(Exercise instructions): What lines below mention the word "center"? Copy each one.

(Information):
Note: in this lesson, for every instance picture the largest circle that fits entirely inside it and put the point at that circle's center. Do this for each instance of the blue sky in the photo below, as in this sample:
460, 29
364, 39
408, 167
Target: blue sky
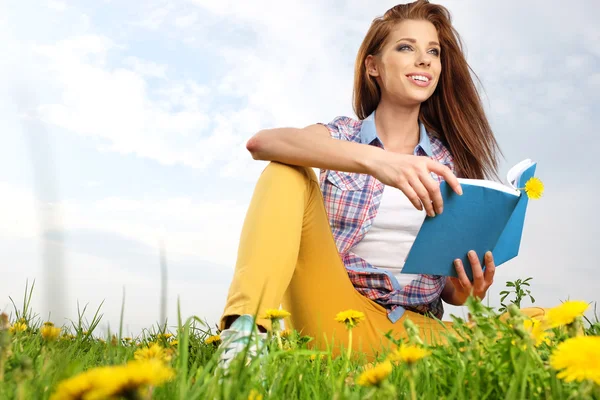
136, 115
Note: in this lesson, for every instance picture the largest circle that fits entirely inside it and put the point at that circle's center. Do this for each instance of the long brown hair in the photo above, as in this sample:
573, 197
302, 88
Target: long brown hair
454, 112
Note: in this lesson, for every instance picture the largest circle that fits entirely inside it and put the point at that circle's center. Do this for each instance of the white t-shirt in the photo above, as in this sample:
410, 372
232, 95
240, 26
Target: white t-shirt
392, 234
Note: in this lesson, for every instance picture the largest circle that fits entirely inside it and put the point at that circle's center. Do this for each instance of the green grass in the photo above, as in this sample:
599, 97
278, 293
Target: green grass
491, 360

(Task answer):
Note: in this lesson, for every instance picture the largest circle that fits entirely inside it and put the point at that circle's center. Do this for each instance of the blue sky in the photo below, as in this sample:
Note: in this lesson, for every instance picture the largest circle that fits entirely inside it and put the point at that circle's center. Do this for each instance of the long brown hair in the photo above, as in this sample:
Note: in this lesson, for every instance picture the largest circle that fits entirely inside it and put the point at that circle's center. Do this for each instance of the white t-shirt in the photo above, as in this sample:
Note: in this lesson, for every instance picture the largest circle that fits entirely inside it and put the point at that circle's center. Do this for each instance of the green grass in the photo above, as in this sample:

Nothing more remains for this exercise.